**WORK TO DO**
Rewrite the lines below, changing "rear tire" to "back tire" and leaving everything else as it is.

**INFORMATION SUPPLIED**
------------------------
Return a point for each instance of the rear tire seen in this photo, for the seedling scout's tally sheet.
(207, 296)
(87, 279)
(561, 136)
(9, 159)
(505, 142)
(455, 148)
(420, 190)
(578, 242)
------------------------
**TASK SOLUTION**
Return a point for each instance of the back tire seen in this photo, for the seedling scout's tally sheet.
(207, 296)
(87, 279)
(561, 136)
(9, 159)
(505, 142)
(455, 148)
(420, 190)
(578, 242)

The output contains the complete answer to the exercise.